**Exercise requirements**: Turn the part of the records that opens with the line containing "target: sky" and closes with the line containing "POLYGON ((496 265, 499" into a numbered list, leaving out any blank lines.

**Supplied data**:
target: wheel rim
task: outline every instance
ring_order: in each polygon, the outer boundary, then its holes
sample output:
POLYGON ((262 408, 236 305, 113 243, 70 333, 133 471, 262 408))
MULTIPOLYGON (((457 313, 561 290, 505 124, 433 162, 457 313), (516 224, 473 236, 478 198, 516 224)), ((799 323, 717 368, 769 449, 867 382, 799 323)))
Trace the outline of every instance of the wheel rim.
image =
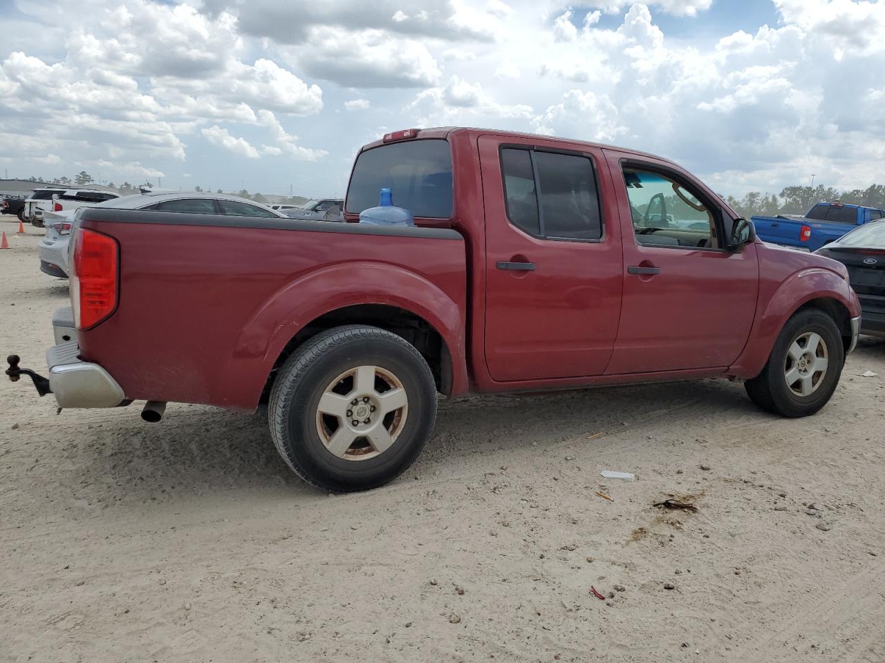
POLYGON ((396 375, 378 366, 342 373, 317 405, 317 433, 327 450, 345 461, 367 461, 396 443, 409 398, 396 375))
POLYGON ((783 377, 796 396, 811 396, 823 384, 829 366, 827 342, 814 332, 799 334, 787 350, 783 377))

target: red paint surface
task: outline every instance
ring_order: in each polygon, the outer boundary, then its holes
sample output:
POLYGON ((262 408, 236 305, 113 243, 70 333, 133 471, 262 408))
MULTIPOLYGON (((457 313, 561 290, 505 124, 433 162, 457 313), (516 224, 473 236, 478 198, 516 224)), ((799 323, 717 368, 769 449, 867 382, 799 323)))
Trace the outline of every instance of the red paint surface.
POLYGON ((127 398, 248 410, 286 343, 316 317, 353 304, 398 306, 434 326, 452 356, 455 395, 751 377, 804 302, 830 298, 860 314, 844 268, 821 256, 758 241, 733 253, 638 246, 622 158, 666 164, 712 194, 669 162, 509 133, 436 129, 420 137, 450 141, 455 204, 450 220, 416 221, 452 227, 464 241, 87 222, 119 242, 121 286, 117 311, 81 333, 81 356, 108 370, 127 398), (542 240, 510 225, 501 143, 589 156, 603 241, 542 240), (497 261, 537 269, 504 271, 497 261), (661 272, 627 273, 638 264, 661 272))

==

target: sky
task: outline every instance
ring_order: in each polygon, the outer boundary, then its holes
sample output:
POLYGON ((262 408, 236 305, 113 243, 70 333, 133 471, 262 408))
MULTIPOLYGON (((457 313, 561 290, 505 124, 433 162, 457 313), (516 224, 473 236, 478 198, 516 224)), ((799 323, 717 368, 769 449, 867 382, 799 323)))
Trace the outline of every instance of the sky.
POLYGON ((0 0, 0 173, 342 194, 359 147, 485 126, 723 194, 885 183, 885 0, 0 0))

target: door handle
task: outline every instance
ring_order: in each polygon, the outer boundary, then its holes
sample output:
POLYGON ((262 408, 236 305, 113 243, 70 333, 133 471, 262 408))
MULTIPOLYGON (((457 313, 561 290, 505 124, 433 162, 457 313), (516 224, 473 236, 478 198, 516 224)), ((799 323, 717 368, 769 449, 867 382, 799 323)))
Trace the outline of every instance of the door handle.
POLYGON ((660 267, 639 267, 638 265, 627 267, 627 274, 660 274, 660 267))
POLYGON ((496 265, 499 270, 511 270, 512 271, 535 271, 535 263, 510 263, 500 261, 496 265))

**Reply**:
1. target: sky
2. task: outline every instance
3. ring_order: in each polygon, the outer boundary, then its holes
4. sample output:
5. POLYGON ((262 408, 236 305, 113 243, 70 333, 133 471, 262 408))
6. MULTIPOLYGON (((457 313, 561 290, 505 124, 433 162, 457 313), (516 224, 473 236, 478 198, 516 224)), ((799 323, 717 368, 769 449, 867 382, 799 323)))
7. Trace the outline of every instance of the sky.
8. POLYGON ((0 0, 0 173, 342 194, 359 147, 485 126, 723 194, 885 183, 885 0, 0 0))
9. target: door handle
10. task: outline every instance
11. ring_order: in each polygon, the outer boundary, then its holes
12. sample output:
13. POLYGON ((262 408, 236 305, 113 243, 70 333, 133 471, 262 408))
14. MULTIPOLYGON (((457 313, 561 290, 505 124, 433 162, 457 313), (516 224, 473 236, 478 198, 516 224)), ((799 323, 717 368, 769 449, 867 382, 799 323)))
15. Trace the outline of every instance of the door handle.
16. POLYGON ((660 267, 639 267, 638 265, 627 267, 627 274, 660 274, 660 267))
17. POLYGON ((496 265, 499 270, 511 270, 512 271, 535 271, 535 263, 510 263, 500 261, 496 265))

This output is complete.